Shadows in the Night, Bob Dylan

Shadows in the Night, Bob Dylan

Seth Montpelier '18, STAFF WRITER

The excitement of a new Dylan album was, admittedly, a bit spoiled when it was announced that it would be a set of Sinatra covers. It is always better when The Master of Lyrics is writing his own words. However, the album is a surprising delight that shows Bob’s skill as an arranger.

Being one of the greats with many miles behind him, this record doesn’t rank in Dylan’s top 10. Probably not even his top 15. But, this is a minor gem. There are numerous Sinatra cover albums out there, but this one stands out. This is, partly, because Dylan doesn’t go for the wildly popular hits. There are already millions of covers of “The Way You Look Tonight,” as lovely as it is. He goes for the hidden masterpieces, the darker numbers.

A wordsmith first, Dylan picks clever tracks, like “The Night We Called It A Day,” “Some Enchanted Evening,” and “Full Moon And Empty Arms.” The songs are painful, but there is a modest width hiding beneath that heartache. This makes it worthwhile. Nobody wants to hear Bob Dylan singing simple lyrics in worn-thin love songs. He picks songs that are not cliched with saccharine lyrics. That’s part of the pleasure.

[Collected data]
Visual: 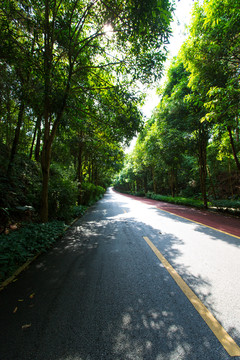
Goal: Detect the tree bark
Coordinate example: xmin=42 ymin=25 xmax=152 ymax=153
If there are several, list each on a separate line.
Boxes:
xmin=227 ymin=126 xmax=240 ymax=172
xmin=7 ymin=100 xmax=25 ymax=176
xmin=29 ymin=116 xmax=41 ymax=159
xmin=198 ymin=128 xmax=208 ymax=209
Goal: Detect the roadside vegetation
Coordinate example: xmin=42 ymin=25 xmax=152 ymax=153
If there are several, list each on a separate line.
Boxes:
xmin=0 ymin=0 xmax=173 ymax=281
xmin=115 ymin=0 xmax=240 ymax=214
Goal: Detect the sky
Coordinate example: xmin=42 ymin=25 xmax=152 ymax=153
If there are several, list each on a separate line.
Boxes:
xmin=142 ymin=0 xmax=194 ymax=118
xmin=125 ymin=0 xmax=194 ymax=153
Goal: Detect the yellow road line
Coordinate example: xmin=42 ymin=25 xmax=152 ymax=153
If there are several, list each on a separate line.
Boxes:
xmin=156 ymin=205 xmax=240 ymax=239
xmin=143 ymin=236 xmax=240 ymax=356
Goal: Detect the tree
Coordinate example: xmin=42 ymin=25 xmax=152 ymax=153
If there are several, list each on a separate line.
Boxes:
xmin=2 ymin=0 xmax=171 ymax=221
xmin=182 ymin=0 xmax=240 ymax=171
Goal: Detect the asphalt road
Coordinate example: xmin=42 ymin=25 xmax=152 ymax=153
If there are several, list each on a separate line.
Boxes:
xmin=0 ymin=190 xmax=240 ymax=360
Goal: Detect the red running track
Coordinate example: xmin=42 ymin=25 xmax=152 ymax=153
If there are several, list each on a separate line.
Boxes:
xmin=116 ymin=193 xmax=240 ymax=238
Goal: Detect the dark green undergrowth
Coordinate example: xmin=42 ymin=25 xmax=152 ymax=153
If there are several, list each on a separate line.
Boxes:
xmin=0 ymin=221 xmax=66 ymax=281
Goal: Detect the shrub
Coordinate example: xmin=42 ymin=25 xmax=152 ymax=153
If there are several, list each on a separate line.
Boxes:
xmin=0 ymin=221 xmax=65 ymax=280
xmin=48 ymin=164 xmax=78 ymax=221
xmin=81 ymin=182 xmax=105 ymax=205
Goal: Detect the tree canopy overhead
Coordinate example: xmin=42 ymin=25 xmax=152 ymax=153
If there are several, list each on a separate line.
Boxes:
xmin=0 ymin=0 xmax=172 ymax=221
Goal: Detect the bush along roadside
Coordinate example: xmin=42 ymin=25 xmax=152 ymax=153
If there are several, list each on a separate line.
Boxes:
xmin=0 ymin=198 xmax=103 ymax=283
xmin=0 ymin=221 xmax=66 ymax=282
xmin=115 ymin=188 xmax=240 ymax=216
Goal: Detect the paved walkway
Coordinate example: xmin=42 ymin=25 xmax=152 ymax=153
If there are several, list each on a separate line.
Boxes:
xmin=116 ymin=194 xmax=240 ymax=238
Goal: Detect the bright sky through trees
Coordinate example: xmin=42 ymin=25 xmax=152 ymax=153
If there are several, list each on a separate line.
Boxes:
xmin=142 ymin=0 xmax=194 ymax=118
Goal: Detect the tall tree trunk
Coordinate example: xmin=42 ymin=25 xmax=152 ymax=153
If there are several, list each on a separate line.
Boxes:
xmin=152 ymin=167 xmax=157 ymax=194
xmin=29 ymin=116 xmax=41 ymax=159
xmin=77 ymin=136 xmax=82 ymax=205
xmin=7 ymin=100 xmax=25 ymax=176
xmin=227 ymin=126 xmax=240 ymax=172
xmin=198 ymin=128 xmax=208 ymax=208
xmin=34 ymin=120 xmax=42 ymax=162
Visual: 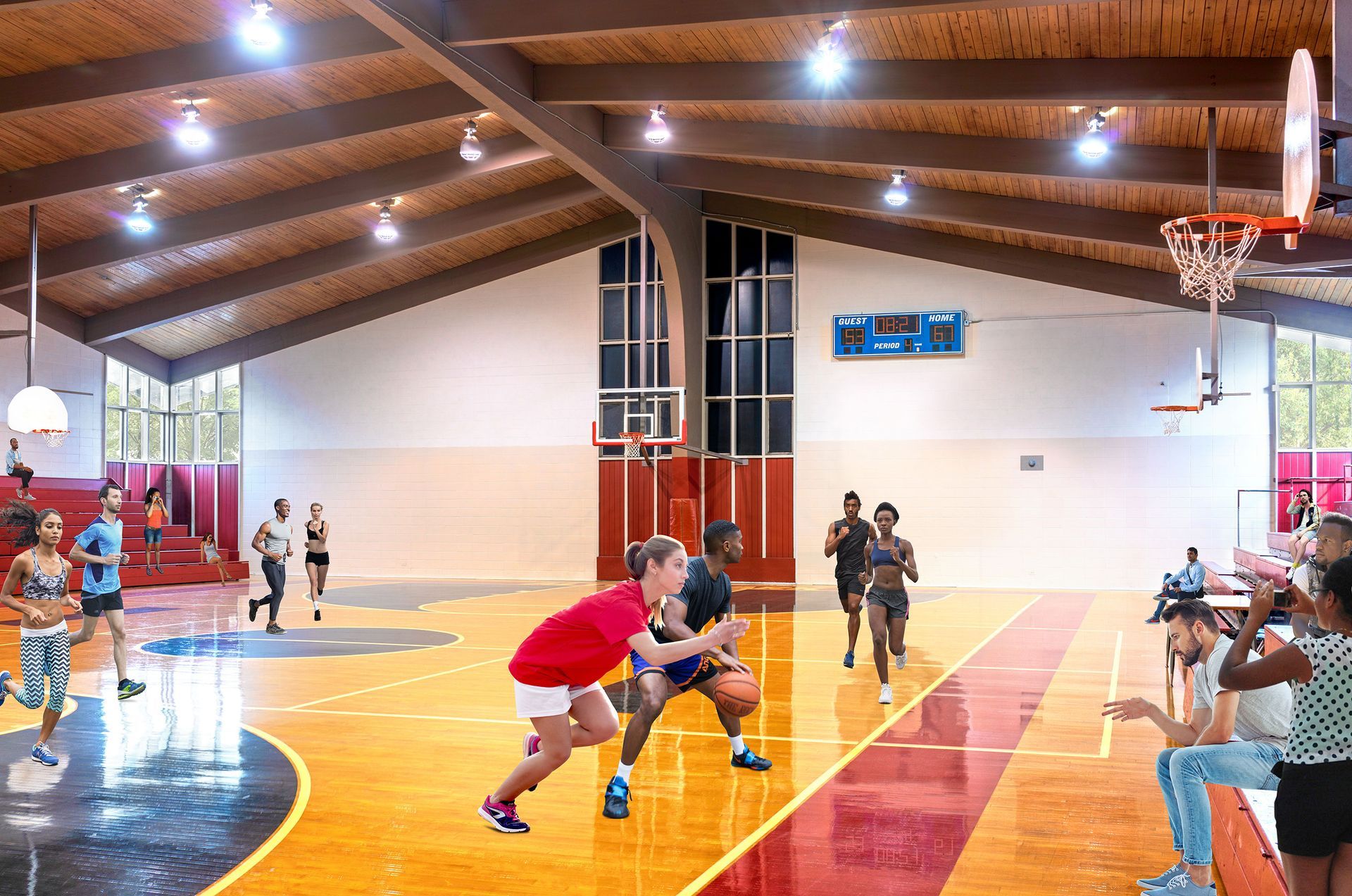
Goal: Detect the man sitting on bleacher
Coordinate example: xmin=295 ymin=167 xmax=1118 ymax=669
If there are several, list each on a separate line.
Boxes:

Stated task 1: Which three tracks does the album review name as clever picks by Dylan?
Stated task 2: Write out, unchanged, the stretch of rows from the line containing "Goal: Detect the yellow road line" through the line containing "xmin=182 ymin=0 xmax=240 ymax=171".
The album review and the rows of collected data are unrelated.

Correct response 1: “The Night We Called It A Day,” “Some Enchanted Evening,” and “Full Moon And Empty Arms.”

Correct response 2:
Goal: Detect the yellow road line
Coordinate example: xmin=42 ymin=25 xmax=152 ymax=153
If there are several, list each on a separate line.
Boxes:
xmin=156 ymin=205 xmax=240 ymax=239
xmin=143 ymin=236 xmax=240 ymax=356
Goal: Detect the tree
Coordinate example: xmin=42 ymin=25 xmax=152 ymax=153
If there are several, list each on a separate line.
Boxes:
xmin=2 ymin=0 xmax=171 ymax=221
xmin=182 ymin=0 xmax=240 ymax=171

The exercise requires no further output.